- **EXERCISE GOAL**: Please report each line of the records in which the string "pixels" occurs, treating uppercase and lowercase as different.

(Stored entries)
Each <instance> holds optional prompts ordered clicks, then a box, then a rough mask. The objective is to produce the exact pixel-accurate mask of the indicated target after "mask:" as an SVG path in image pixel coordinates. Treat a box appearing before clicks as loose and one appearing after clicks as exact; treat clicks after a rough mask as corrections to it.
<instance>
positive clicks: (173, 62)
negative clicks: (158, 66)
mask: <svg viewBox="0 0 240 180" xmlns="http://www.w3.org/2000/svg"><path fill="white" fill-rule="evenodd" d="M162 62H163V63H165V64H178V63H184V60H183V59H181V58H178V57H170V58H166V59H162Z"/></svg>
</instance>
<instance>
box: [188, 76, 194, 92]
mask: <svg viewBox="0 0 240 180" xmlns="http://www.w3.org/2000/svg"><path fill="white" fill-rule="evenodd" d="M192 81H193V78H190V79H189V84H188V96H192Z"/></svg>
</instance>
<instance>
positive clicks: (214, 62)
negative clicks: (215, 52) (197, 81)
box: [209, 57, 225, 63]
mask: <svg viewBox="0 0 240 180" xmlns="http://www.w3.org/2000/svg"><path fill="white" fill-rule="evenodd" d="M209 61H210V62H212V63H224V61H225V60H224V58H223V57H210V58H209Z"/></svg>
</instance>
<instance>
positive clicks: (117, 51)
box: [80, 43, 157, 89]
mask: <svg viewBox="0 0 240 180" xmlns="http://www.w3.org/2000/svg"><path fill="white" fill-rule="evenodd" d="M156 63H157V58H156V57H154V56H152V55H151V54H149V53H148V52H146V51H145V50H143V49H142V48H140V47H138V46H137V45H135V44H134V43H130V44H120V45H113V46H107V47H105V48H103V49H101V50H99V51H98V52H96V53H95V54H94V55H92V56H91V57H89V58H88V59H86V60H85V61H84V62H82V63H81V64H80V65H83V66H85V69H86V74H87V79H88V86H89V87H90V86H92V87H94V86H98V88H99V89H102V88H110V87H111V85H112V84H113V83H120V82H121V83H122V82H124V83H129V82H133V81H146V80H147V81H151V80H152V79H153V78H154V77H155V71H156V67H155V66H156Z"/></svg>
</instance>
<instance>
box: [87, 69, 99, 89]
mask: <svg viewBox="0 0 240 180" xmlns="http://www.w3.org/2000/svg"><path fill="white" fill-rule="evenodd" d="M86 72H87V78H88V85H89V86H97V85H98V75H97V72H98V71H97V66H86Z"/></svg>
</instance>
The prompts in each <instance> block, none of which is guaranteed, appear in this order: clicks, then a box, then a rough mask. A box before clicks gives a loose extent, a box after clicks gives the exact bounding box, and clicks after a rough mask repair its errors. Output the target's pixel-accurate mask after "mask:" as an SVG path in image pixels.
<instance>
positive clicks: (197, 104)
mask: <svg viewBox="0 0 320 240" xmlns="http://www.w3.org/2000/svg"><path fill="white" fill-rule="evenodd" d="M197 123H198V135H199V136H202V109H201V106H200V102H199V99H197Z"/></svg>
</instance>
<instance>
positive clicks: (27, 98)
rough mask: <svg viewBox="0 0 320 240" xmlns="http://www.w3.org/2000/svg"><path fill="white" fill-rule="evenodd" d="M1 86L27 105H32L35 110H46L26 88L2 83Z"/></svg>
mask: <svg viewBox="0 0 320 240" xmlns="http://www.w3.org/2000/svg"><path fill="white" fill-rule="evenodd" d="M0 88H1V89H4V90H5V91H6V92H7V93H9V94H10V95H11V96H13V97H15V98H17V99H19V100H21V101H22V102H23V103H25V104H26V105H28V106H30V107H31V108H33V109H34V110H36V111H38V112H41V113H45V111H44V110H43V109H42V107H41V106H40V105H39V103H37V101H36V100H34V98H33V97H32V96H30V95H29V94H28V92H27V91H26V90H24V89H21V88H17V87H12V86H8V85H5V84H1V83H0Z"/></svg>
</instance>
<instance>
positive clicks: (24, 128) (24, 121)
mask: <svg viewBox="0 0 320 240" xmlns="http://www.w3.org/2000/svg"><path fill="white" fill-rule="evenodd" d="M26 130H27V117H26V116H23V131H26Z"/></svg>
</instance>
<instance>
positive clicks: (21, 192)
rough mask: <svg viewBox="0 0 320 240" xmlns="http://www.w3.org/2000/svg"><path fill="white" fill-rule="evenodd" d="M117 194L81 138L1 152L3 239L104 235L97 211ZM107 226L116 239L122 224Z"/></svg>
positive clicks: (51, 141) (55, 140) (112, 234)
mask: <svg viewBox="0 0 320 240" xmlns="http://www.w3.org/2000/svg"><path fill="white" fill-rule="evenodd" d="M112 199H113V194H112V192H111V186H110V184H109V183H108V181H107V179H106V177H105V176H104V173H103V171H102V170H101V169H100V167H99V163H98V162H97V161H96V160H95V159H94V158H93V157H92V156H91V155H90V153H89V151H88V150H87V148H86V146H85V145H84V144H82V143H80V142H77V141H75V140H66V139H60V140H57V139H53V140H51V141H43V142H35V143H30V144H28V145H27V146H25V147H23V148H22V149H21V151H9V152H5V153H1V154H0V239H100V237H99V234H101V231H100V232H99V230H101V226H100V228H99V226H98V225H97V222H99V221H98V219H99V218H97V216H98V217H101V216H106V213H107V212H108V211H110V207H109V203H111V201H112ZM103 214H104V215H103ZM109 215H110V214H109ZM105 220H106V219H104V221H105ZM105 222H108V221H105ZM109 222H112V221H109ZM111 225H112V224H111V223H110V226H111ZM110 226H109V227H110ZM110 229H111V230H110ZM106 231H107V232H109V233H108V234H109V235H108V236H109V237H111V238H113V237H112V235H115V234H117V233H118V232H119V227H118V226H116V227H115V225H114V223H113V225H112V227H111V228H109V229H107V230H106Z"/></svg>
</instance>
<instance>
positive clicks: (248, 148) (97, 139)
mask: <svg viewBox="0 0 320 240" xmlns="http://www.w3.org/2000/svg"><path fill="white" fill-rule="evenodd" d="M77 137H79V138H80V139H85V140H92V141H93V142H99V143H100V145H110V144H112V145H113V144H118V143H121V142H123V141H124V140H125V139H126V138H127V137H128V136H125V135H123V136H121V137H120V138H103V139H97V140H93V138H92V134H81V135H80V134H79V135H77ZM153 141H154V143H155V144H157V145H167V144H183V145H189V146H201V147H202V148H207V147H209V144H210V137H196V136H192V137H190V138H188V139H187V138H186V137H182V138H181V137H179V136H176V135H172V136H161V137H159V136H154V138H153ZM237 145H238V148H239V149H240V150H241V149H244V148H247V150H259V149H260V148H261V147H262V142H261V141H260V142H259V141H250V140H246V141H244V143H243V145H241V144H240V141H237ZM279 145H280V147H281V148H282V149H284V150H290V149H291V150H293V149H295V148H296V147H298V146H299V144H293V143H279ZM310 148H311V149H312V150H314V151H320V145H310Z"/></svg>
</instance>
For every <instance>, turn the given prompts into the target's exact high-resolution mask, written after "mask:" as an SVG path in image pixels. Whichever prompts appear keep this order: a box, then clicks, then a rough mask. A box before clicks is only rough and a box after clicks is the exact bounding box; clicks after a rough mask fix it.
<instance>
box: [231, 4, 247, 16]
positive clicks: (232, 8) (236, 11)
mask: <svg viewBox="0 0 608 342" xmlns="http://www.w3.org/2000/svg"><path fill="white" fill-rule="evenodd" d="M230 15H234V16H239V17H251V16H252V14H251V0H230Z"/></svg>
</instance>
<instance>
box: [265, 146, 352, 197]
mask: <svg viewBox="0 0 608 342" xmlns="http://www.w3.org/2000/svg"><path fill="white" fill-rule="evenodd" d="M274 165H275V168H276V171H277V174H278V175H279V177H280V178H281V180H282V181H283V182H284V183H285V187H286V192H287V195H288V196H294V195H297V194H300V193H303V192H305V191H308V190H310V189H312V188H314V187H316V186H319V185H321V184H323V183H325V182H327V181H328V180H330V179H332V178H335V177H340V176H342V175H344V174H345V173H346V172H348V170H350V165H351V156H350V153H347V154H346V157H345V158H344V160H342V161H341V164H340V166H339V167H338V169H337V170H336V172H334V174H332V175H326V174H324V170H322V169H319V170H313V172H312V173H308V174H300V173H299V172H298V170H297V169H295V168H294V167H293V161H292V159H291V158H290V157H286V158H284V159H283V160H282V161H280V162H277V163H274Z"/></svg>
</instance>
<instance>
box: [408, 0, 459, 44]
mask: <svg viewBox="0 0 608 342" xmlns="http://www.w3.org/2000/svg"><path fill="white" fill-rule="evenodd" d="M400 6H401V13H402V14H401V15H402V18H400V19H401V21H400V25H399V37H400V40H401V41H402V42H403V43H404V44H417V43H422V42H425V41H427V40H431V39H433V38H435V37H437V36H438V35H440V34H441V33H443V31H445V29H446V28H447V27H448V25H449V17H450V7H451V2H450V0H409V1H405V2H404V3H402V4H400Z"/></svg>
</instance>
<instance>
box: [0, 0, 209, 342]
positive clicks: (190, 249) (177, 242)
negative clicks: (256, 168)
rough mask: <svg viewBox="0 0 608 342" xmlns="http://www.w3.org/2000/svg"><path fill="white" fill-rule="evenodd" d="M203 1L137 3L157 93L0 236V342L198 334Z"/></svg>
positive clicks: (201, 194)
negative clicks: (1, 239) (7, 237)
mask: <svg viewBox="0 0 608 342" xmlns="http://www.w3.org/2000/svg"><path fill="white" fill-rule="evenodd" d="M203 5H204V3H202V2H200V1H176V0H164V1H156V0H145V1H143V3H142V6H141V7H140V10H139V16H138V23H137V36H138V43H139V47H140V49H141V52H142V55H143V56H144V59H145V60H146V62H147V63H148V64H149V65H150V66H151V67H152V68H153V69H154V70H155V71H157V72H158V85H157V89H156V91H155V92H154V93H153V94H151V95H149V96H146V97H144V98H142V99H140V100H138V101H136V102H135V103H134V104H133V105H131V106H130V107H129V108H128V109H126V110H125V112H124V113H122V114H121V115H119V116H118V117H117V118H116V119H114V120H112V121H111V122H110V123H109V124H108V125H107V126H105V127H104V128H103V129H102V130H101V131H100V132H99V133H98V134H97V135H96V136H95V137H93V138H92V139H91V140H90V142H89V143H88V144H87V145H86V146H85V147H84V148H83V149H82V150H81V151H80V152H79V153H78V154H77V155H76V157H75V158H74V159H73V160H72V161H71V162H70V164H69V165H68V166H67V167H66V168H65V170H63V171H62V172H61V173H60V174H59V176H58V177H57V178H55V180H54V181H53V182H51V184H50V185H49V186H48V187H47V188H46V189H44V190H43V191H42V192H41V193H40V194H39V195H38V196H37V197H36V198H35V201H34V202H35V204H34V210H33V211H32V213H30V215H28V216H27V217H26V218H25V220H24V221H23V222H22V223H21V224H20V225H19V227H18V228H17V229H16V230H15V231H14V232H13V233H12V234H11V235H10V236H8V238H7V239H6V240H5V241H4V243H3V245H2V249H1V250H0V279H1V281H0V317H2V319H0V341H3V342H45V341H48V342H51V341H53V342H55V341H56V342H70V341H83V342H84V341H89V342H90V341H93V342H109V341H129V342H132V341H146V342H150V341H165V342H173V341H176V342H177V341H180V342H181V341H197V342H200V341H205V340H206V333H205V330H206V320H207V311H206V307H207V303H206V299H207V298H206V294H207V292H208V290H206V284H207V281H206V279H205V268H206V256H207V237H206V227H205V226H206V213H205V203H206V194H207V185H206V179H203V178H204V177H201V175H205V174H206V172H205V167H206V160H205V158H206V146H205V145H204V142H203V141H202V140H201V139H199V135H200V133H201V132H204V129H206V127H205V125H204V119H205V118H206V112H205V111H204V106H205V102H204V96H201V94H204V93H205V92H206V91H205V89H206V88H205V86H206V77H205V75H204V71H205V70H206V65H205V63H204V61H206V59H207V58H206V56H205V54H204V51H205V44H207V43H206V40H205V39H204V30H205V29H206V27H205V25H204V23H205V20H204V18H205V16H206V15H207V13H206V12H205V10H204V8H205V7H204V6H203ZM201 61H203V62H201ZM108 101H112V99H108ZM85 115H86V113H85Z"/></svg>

- **OUTPUT FOR THIS EXERCISE**:
The prompts in each <instance> block, none of which is guaranteed, appear in this order: clicks, then a box, then a rough mask. A box before clicks gives a loose extent, a box after clicks gives the exact bounding box, and clicks after a rough mask repair its errors. Output the target's pixel-accurate mask after "mask:" as an SVG path in image pixels.
For every <instance>, turn the given prompts into the target's exact high-resolution mask, written after "mask:" as an SVG path in image pixels. Whichever prompts appear keep this order: a box, then clicks, then a rough mask. A box before clicks is only rough and a box after clicks is the exact bounding box; clicks after a rough mask fix it.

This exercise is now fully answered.